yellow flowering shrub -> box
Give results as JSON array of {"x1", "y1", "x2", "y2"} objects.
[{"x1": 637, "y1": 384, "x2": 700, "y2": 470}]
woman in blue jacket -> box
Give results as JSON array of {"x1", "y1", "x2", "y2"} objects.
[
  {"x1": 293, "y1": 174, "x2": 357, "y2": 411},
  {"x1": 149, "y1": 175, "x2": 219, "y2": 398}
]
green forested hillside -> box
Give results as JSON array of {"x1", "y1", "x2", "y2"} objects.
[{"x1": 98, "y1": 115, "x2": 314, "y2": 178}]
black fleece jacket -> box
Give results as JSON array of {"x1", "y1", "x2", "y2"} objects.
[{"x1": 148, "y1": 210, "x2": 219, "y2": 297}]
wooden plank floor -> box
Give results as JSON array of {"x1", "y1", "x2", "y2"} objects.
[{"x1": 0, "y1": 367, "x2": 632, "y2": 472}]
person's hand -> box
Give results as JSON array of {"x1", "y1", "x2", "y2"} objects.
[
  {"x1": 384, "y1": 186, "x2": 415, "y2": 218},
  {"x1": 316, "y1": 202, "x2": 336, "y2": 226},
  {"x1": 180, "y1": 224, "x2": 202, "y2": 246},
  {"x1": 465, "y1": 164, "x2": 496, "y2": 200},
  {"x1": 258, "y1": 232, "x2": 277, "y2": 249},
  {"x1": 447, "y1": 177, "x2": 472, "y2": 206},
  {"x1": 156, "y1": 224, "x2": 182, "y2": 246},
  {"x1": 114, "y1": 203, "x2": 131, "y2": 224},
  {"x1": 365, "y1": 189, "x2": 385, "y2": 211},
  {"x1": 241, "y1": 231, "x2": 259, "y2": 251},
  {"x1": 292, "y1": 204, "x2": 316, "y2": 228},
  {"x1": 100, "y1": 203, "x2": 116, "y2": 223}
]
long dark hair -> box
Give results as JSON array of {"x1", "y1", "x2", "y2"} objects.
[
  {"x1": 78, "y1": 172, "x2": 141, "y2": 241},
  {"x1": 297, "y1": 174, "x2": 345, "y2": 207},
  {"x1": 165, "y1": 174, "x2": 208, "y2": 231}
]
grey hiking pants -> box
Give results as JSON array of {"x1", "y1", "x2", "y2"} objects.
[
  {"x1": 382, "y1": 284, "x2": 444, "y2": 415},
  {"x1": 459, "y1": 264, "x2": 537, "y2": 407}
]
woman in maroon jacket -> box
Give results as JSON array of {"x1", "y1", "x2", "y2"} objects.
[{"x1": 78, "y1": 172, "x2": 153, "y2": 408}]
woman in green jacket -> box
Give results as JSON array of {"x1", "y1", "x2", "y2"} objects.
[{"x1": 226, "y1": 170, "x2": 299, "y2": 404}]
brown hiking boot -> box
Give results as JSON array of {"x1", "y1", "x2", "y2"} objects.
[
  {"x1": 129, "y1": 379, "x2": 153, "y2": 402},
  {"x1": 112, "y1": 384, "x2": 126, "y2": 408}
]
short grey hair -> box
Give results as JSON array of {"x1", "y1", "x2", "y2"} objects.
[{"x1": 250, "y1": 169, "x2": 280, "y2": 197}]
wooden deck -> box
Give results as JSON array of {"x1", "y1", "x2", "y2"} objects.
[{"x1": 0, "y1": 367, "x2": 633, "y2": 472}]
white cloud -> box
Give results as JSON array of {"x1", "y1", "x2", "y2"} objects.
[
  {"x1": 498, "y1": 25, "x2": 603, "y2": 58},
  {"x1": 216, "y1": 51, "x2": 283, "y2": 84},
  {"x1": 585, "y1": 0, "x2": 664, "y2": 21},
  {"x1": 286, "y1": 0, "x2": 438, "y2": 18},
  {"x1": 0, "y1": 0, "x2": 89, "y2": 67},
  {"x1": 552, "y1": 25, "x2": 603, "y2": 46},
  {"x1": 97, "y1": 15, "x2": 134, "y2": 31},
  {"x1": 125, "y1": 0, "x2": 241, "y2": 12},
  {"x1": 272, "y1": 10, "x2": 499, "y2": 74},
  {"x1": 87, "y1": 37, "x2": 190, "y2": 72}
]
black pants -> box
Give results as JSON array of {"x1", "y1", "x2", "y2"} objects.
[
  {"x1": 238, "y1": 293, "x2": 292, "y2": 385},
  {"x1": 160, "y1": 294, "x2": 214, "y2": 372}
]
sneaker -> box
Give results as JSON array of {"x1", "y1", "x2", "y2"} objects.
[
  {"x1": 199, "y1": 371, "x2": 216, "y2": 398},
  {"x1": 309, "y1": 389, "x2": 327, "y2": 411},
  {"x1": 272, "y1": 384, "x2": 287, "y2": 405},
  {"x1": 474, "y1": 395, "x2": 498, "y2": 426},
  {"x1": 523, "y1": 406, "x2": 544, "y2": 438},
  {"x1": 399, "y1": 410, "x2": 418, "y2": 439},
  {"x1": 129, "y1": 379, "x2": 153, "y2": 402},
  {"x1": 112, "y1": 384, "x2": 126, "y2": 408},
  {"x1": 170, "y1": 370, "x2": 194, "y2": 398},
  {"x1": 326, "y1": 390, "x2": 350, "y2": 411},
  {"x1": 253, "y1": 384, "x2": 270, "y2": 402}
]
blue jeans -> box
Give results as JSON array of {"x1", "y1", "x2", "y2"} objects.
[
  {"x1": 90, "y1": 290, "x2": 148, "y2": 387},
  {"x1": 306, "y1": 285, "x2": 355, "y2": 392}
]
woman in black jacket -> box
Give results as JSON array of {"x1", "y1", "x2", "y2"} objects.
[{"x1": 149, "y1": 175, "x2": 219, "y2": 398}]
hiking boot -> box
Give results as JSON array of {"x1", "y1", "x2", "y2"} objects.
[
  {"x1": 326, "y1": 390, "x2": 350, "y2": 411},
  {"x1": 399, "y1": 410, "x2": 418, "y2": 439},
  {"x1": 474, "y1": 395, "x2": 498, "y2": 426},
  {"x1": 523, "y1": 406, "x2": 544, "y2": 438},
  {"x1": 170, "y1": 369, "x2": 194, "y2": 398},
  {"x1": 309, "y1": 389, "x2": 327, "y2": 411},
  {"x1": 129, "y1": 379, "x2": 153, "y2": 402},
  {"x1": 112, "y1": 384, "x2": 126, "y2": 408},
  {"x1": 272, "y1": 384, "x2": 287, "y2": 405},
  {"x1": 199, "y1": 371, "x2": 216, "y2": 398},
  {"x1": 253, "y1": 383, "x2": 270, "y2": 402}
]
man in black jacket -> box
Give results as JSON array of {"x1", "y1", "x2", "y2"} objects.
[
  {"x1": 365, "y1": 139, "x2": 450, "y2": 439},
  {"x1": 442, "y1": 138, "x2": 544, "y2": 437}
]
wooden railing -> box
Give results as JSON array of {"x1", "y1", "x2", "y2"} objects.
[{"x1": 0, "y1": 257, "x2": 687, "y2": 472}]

-------

■ Task directions
Reproduce every item above word for word, keeping each line unchanged and in its original order.

■ Result of this task
yellow flowering shrub -> box
Give results as JSON array of {"x1", "y1", "x2", "y2"} objects.
[{"x1": 637, "y1": 384, "x2": 700, "y2": 470}]
woman in blue jacket -> box
Give results as JSON array of {"x1", "y1", "x2", "y2"} objects.
[
  {"x1": 293, "y1": 174, "x2": 357, "y2": 411},
  {"x1": 149, "y1": 175, "x2": 219, "y2": 398}
]
green forested hillside -> box
Give results as JSON array of {"x1", "y1", "x2", "y2"} objects.
[{"x1": 98, "y1": 115, "x2": 314, "y2": 178}]
black fleece jacket -> box
Give results as JSON array of {"x1", "y1", "x2", "y2"} objects.
[{"x1": 148, "y1": 210, "x2": 219, "y2": 297}]
wooden plank floor -> box
Give results as JSON array of {"x1", "y1", "x2", "y2"} objects.
[{"x1": 0, "y1": 367, "x2": 632, "y2": 472}]
person's hand -> box
Give results as JSON array of {"x1", "y1", "x2", "y2"} objects.
[
  {"x1": 384, "y1": 186, "x2": 415, "y2": 218},
  {"x1": 316, "y1": 202, "x2": 336, "y2": 226},
  {"x1": 180, "y1": 224, "x2": 202, "y2": 246},
  {"x1": 465, "y1": 164, "x2": 496, "y2": 200},
  {"x1": 258, "y1": 232, "x2": 277, "y2": 249},
  {"x1": 447, "y1": 177, "x2": 472, "y2": 206},
  {"x1": 156, "y1": 224, "x2": 182, "y2": 246},
  {"x1": 114, "y1": 203, "x2": 131, "y2": 224},
  {"x1": 365, "y1": 189, "x2": 385, "y2": 211},
  {"x1": 241, "y1": 231, "x2": 259, "y2": 251},
  {"x1": 292, "y1": 204, "x2": 316, "y2": 228},
  {"x1": 100, "y1": 203, "x2": 116, "y2": 223}
]
long dark hair -> box
Give results as JSON array of {"x1", "y1", "x2", "y2"} objects.
[
  {"x1": 78, "y1": 172, "x2": 141, "y2": 241},
  {"x1": 297, "y1": 174, "x2": 345, "y2": 207},
  {"x1": 165, "y1": 174, "x2": 208, "y2": 231}
]
grey hiking pants -> box
Give results as JSON array of {"x1", "y1", "x2", "y2"} objects.
[
  {"x1": 382, "y1": 284, "x2": 444, "y2": 415},
  {"x1": 459, "y1": 264, "x2": 537, "y2": 407}
]
woman in maroon jacket -> box
Give results as JSON array of {"x1", "y1", "x2", "y2"} objects.
[{"x1": 78, "y1": 172, "x2": 153, "y2": 408}]
woman in green jacket -> box
Give results as JSON array of {"x1", "y1", "x2", "y2"} objects.
[{"x1": 226, "y1": 170, "x2": 299, "y2": 404}]
brown hiking boot -> box
Give results as JSON array of {"x1", "y1", "x2", "y2"} objects.
[
  {"x1": 129, "y1": 379, "x2": 153, "y2": 402},
  {"x1": 112, "y1": 384, "x2": 126, "y2": 408}
]
short grey hair -> box
Give results as JSON array of {"x1", "y1", "x2", "y2"} objects.
[{"x1": 250, "y1": 169, "x2": 280, "y2": 197}]
wooden deck -> box
Give results as JSON array of {"x1", "y1", "x2", "y2"} objects.
[{"x1": 0, "y1": 367, "x2": 633, "y2": 472}]
white cloud -> box
Give results as JSON array of {"x1", "y1", "x2", "y2"} objects.
[
  {"x1": 498, "y1": 25, "x2": 603, "y2": 58},
  {"x1": 216, "y1": 51, "x2": 283, "y2": 84},
  {"x1": 585, "y1": 0, "x2": 664, "y2": 21},
  {"x1": 286, "y1": 0, "x2": 438, "y2": 18},
  {"x1": 0, "y1": 0, "x2": 89, "y2": 67},
  {"x1": 552, "y1": 25, "x2": 603, "y2": 46},
  {"x1": 97, "y1": 15, "x2": 134, "y2": 31},
  {"x1": 125, "y1": 0, "x2": 241, "y2": 12},
  {"x1": 272, "y1": 10, "x2": 499, "y2": 74},
  {"x1": 87, "y1": 37, "x2": 190, "y2": 72}
]
black pants -> box
Give results as JSON array of {"x1", "y1", "x2", "y2"} objects.
[
  {"x1": 238, "y1": 293, "x2": 292, "y2": 385},
  {"x1": 160, "y1": 294, "x2": 214, "y2": 372}
]
sneaker -> box
Give results as JSON array of {"x1", "y1", "x2", "y2"} objects.
[
  {"x1": 199, "y1": 371, "x2": 216, "y2": 398},
  {"x1": 309, "y1": 389, "x2": 327, "y2": 411},
  {"x1": 272, "y1": 384, "x2": 287, "y2": 405},
  {"x1": 474, "y1": 395, "x2": 498, "y2": 426},
  {"x1": 523, "y1": 406, "x2": 544, "y2": 438},
  {"x1": 399, "y1": 410, "x2": 418, "y2": 439},
  {"x1": 129, "y1": 379, "x2": 153, "y2": 402},
  {"x1": 112, "y1": 384, "x2": 126, "y2": 408},
  {"x1": 170, "y1": 370, "x2": 194, "y2": 398},
  {"x1": 326, "y1": 390, "x2": 350, "y2": 411},
  {"x1": 253, "y1": 384, "x2": 270, "y2": 402}
]
blue jeans -> box
Give results as JSON array of {"x1", "y1", "x2", "y2"} objects.
[
  {"x1": 90, "y1": 290, "x2": 148, "y2": 387},
  {"x1": 306, "y1": 285, "x2": 355, "y2": 392}
]
woman in black jacket -> box
Give results as JSON array of {"x1", "y1", "x2", "y2"} objects.
[{"x1": 149, "y1": 175, "x2": 219, "y2": 398}]
hiking boot -> box
Give results as JSON array of {"x1", "y1", "x2", "y2"} objects.
[
  {"x1": 326, "y1": 390, "x2": 350, "y2": 411},
  {"x1": 399, "y1": 410, "x2": 418, "y2": 439},
  {"x1": 474, "y1": 395, "x2": 498, "y2": 426},
  {"x1": 523, "y1": 406, "x2": 544, "y2": 438},
  {"x1": 170, "y1": 369, "x2": 194, "y2": 398},
  {"x1": 309, "y1": 389, "x2": 327, "y2": 411},
  {"x1": 129, "y1": 379, "x2": 153, "y2": 402},
  {"x1": 112, "y1": 384, "x2": 126, "y2": 408},
  {"x1": 272, "y1": 384, "x2": 287, "y2": 405},
  {"x1": 199, "y1": 371, "x2": 216, "y2": 398},
  {"x1": 253, "y1": 383, "x2": 270, "y2": 402}
]
man in black jacket -> box
Give results as JSON array of {"x1", "y1", "x2", "y2"} objects.
[
  {"x1": 365, "y1": 139, "x2": 450, "y2": 439},
  {"x1": 442, "y1": 138, "x2": 544, "y2": 437}
]
wooden railing -> box
Give results as JSON array of {"x1", "y1", "x2", "y2"} objects.
[{"x1": 0, "y1": 257, "x2": 687, "y2": 472}]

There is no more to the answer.